━━━━━ Input records ━━━━━

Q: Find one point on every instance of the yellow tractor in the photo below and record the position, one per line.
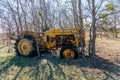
(66, 39)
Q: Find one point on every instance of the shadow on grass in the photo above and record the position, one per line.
(3, 47)
(55, 62)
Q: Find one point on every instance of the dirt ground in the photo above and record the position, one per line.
(108, 48)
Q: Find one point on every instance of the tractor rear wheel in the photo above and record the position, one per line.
(68, 52)
(26, 46)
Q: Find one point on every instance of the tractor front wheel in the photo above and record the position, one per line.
(26, 46)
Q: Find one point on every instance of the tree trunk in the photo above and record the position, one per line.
(93, 29)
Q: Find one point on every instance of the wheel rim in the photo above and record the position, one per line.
(68, 53)
(24, 47)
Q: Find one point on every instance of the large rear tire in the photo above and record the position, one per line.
(25, 45)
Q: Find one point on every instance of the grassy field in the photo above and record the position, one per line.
(105, 66)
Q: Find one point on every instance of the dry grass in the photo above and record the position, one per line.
(105, 66)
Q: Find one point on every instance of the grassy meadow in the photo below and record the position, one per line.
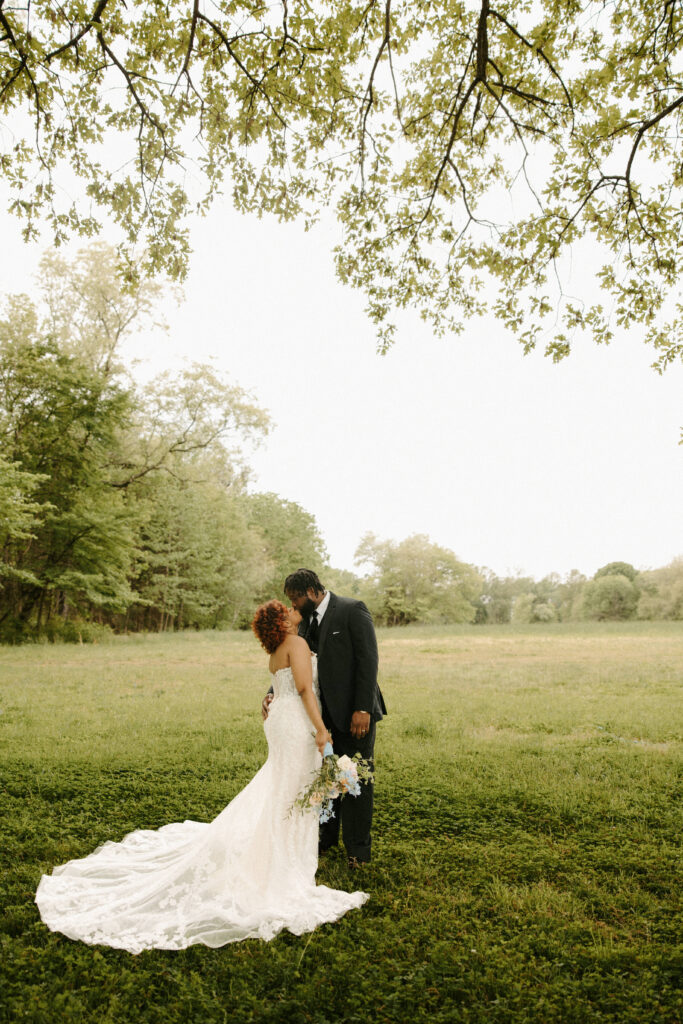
(526, 863)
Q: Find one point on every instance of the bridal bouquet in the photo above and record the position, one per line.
(338, 776)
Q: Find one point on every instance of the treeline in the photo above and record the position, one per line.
(419, 582)
(125, 507)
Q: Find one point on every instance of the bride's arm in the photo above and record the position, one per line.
(303, 678)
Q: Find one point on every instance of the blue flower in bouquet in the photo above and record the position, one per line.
(337, 776)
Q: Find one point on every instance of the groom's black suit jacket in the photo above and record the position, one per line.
(347, 662)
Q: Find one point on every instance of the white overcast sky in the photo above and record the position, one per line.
(512, 462)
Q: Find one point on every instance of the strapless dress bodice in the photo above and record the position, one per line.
(285, 686)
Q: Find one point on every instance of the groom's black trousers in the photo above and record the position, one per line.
(353, 814)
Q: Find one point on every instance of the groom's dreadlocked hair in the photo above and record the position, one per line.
(303, 581)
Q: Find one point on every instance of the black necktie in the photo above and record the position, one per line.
(313, 631)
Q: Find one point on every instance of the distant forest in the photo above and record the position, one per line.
(125, 507)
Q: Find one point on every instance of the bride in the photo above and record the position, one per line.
(248, 873)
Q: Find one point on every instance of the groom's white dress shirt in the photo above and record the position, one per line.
(323, 607)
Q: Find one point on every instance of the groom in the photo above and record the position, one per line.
(340, 630)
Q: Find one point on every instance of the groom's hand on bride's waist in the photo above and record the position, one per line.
(359, 724)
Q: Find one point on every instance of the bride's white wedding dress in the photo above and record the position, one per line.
(248, 873)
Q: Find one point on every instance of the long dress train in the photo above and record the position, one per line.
(248, 873)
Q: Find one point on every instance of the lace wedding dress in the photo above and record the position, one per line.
(248, 873)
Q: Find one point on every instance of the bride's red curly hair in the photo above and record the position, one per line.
(270, 624)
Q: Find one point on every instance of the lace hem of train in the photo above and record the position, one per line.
(249, 873)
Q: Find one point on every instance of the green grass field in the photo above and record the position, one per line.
(526, 862)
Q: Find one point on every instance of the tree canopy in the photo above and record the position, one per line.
(468, 148)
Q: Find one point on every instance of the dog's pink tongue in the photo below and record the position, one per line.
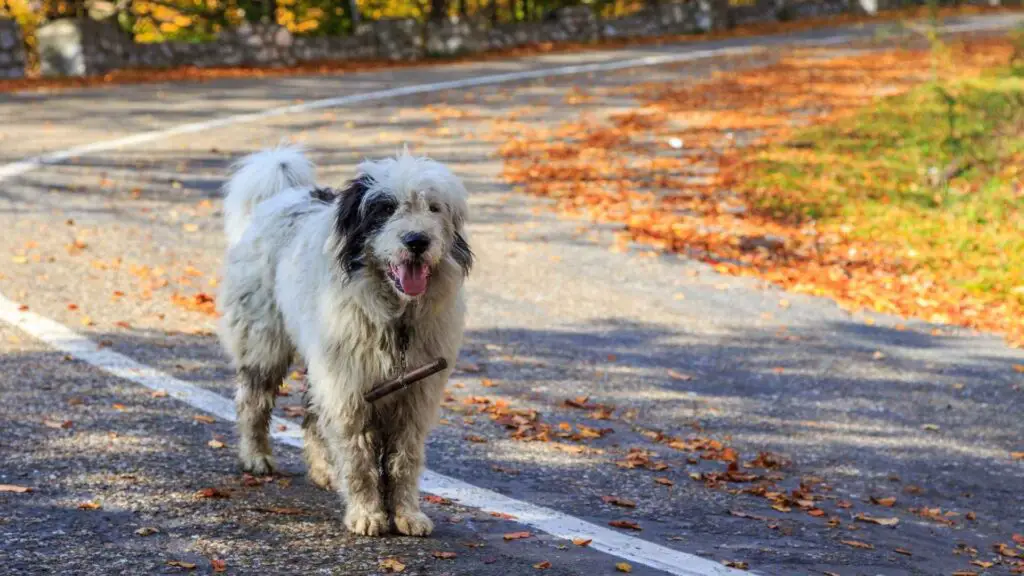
(414, 279)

━━━━━

** Problem to work on **
Extract all the entries word for word; omit any pictures.

** Finished answer **
Q: Find one point on every instance of the yellow tractor in the photo below and record the position, one per line.
(66, 39)
Q: Find one point on every instance of the shadow on grass in the photo above and record the position, one per line.
(3, 47)
(55, 62)
Q: Find one point on every instance of the dirt ground in the photo above and record the position, one per line.
(108, 48)
Q: Find one point on every instance of the tractor rear wheel in the photo above and record the position, one per line.
(68, 52)
(26, 46)
Q: Find one point on every instance of the tractor front wheel in the photo above and record the position, one per line.
(26, 46)
Q: Find one point on every instance of the tree trunk in the photo above and record the position, one per line.
(93, 29)
Q: Find one point on every instance of the wheel rim in the photo above and record the position, one per line.
(68, 53)
(24, 47)
Q: Find one point on every instance of the large rear tire in the photo above and record the position, one per line.
(25, 45)
Q: Find one point on every instance of the grassy field in the photo above and record the position, one per line.
(105, 66)
Q: Find one point on every instance of the dry grass in the photo above and record the position, one per line.
(105, 66)
Q: Find one point on every instance of the grassy meadow in the photo below and record the position, one per line.
(526, 863)
Q: Find one point on every instance of the bridal bouquet in the photo above and record the position, one per line.
(338, 776)
Q: Find one point on every instance of the treeline in the photo above and record the position, one per line.
(419, 582)
(125, 507)
Q: Find one point on every instance of the bride's arm in the photo above and record the position, one per line.
(303, 678)
Q: Find one point on every instance of the blue flower in bouquet in the photo above and record the position, one per line.
(337, 776)
Q: Find one point on every instance of the groom's black suit jacket in the photo above and record the position, one per line.
(347, 662)
Q: Find one point on every instance of the white overcast sky in the photo above and record the position, one per line.
(512, 462)
Q: Find one point on every instance of the strapless dress bodice in the photo above and record the position, one per line.
(285, 686)
Q: Find one point on every instance of the groom's black trousers in the photo above and record the position, one per line.
(353, 814)
Q: Find one point on every instance of the groom's dreadlocked hair in the photo above and record the position, one per line.
(303, 581)
Q: Find one point on every instance of the black necktie in the photo above and record the position, one per line.
(313, 631)
Q: Find one point on every instance of the distant forest in the photo above and record the position, one per line.
(125, 507)
Q: Find one point on every instance of the bride in the photo above and record the position, one per line.
(248, 873)
Q: Find one point on every instance of the groom's white dress shirt in the photo above and record the position, one per line.
(323, 607)
Q: Find one point on every instance of the groom in the photo above and record the position, one per line.
(340, 630)
Q: Find one point on every instance of the groom's hand on bride's waist in the photo above and record the position, one per line.
(359, 724)
Q: Find one point on every instance of the bride's white wedding dress in the photo above and record the position, one per line.
(248, 873)
Q: Find one point on every instance of the long dress train in the photo above and record the position, one per line.
(248, 873)
Q: Find one point on every instance of the lace wedding dress in the photo above and record the position, one per line.
(248, 873)
Q: Find one point on every instance of the bride's red curly hair in the photo above and record the position, one per line.
(270, 624)
Q: Find one point on every instance of the lace hem of train in the photo above and record the position, one per line.
(249, 873)
Q: Find one point on every instance of the green grass field in the photo above and record the position, one per line.
(526, 862)
Q: Find one point on every instance of the tree canopy in the photo above and record the position, one per line.
(468, 148)
Q: Find one point on every instance of the dog's pink tongue in the photo below and record the position, one per line.
(414, 279)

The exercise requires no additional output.